---- SELECTED EXCERPT

I've included a simple ready-to-use example script that you can start using immediately without making your own.
You can also use the Docker image to run the example script, if you prefer.
docker run --rm -it smtchahal/wikipedia-philosophy
Here's the simplest example.
$ ./example.py
Python (programming language)
General-purpose programming language
Computer software
Computer
Computer program
Instruction set
Computer architecture
Electronic engineering
Engineering
Mathematics
Quantity
Property (philosophy)
Modern philosophy
Philosophy
---
Took 13 link(s) and 33.8522 seconds
As you may see, the script starts at the Wikipedia page "Python (programming language)" and ends at "Philosophy".
Here's another version.
$ ./example.py Sandwich --end "Multicellular organism"
Sandwich
Vegetable
Fruit
Botany
Plant
Multicellular organism
---
Took 15 link(s) and 35.6163 seconds
In this example, we start with "Sandwich" and set the end
parameter to
"Multicellular organism", so we're telling the script to stop at
"Multicellular organism" instead of "Philosophy". You can also use the
-e
option for setting the end
parameter.

--------
---- SUPPLIED INFORMATION

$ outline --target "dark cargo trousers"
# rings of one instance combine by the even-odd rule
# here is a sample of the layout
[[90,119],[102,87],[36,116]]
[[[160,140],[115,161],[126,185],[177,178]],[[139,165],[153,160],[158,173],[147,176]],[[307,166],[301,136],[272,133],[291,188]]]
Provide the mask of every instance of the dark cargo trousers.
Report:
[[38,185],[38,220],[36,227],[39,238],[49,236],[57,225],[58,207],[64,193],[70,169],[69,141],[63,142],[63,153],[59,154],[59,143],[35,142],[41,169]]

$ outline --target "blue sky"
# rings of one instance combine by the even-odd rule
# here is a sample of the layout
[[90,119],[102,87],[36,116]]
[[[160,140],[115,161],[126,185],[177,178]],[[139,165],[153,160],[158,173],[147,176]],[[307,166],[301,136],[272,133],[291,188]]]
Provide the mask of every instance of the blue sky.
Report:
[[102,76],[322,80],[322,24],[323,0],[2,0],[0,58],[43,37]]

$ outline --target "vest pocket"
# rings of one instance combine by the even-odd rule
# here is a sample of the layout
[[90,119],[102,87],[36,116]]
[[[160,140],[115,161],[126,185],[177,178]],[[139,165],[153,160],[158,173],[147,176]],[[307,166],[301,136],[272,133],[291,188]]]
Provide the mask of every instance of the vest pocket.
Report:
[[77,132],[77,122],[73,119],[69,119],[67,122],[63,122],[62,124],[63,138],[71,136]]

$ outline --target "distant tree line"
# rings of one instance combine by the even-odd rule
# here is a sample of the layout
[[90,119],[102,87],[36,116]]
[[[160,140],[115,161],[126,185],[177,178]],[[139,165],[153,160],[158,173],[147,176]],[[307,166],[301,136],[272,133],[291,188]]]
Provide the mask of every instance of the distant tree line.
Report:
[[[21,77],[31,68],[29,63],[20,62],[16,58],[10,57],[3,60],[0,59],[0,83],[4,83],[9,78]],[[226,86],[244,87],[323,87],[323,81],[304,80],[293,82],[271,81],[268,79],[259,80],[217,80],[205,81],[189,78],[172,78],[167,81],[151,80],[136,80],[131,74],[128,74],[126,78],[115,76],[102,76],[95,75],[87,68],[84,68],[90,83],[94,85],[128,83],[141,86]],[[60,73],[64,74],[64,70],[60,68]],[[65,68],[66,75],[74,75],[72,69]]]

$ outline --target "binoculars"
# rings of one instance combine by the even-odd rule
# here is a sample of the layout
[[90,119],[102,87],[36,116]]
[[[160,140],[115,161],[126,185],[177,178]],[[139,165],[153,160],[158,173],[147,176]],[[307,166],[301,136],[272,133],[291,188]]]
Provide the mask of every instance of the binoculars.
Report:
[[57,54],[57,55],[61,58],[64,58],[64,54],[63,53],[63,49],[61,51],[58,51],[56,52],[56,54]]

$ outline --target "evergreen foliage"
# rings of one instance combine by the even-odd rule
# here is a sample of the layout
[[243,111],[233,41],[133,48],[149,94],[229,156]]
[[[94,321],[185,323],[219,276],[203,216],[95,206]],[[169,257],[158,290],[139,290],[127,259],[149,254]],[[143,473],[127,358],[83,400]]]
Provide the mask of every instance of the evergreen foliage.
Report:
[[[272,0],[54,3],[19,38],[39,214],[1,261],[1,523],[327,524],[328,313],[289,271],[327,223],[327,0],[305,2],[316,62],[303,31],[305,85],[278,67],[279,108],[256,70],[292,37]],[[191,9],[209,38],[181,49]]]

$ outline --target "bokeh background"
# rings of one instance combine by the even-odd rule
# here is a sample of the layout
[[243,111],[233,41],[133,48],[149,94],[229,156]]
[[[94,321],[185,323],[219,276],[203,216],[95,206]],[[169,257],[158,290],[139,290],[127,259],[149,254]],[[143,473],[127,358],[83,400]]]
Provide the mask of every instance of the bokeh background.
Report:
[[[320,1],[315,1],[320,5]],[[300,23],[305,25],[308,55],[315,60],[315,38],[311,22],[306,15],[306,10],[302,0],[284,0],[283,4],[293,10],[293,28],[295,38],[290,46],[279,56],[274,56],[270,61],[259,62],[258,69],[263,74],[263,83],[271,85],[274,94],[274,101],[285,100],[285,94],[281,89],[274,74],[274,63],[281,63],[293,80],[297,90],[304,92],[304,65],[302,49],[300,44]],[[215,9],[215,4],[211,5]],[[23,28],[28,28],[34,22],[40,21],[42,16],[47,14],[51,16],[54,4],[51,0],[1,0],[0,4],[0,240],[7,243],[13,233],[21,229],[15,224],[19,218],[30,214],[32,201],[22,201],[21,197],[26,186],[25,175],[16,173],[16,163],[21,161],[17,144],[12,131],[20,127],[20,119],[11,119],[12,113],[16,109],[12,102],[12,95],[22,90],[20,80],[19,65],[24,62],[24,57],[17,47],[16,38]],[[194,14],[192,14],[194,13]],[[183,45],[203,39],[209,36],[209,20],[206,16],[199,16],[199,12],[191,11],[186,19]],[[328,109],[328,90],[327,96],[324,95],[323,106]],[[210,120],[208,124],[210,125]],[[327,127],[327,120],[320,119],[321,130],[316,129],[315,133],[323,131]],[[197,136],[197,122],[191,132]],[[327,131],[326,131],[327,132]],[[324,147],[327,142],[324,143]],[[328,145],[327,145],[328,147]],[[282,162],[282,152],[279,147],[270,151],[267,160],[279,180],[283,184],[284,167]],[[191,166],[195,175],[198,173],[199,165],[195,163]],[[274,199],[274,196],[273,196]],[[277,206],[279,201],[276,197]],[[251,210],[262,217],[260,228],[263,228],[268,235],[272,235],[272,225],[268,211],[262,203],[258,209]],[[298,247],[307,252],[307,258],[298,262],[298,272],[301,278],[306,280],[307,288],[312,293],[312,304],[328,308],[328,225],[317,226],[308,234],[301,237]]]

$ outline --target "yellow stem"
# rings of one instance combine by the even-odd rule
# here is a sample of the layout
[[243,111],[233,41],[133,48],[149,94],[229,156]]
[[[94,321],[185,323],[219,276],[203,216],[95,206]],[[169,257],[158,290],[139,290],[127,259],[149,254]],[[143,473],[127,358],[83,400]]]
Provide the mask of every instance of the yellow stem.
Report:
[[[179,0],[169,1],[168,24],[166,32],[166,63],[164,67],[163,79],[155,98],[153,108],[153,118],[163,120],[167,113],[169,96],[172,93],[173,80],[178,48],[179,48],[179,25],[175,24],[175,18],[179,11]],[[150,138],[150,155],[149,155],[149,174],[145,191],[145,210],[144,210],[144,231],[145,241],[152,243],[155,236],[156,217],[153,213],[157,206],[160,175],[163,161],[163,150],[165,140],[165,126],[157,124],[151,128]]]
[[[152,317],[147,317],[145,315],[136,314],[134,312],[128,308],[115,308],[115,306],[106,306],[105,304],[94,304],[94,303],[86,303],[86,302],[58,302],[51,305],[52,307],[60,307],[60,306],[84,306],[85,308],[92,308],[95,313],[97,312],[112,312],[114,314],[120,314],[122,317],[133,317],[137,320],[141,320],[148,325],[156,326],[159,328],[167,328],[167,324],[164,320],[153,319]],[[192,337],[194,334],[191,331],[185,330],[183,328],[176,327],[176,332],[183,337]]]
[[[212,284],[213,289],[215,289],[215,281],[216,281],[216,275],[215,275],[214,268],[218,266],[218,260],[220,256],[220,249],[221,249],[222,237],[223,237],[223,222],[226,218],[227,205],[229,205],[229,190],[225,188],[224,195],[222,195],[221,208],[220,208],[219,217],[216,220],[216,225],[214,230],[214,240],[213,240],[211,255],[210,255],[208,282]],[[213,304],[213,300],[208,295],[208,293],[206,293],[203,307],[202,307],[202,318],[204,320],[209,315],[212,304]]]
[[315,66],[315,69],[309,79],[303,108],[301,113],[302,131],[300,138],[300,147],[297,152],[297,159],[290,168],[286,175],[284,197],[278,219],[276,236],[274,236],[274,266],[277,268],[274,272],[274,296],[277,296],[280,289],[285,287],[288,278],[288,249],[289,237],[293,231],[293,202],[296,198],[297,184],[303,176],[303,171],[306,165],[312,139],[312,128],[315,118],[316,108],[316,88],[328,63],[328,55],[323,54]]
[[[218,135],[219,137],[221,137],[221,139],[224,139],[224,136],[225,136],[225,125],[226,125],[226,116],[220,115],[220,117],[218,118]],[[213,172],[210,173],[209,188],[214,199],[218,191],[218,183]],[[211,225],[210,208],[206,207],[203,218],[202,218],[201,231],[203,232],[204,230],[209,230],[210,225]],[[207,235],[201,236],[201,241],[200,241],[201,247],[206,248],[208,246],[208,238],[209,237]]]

--------

TASK: According to the Wikipedia script excerpt, what short option can be used to set the end parameter? The records are not needed for this work.

EXPECTED ANSWER: The -e option.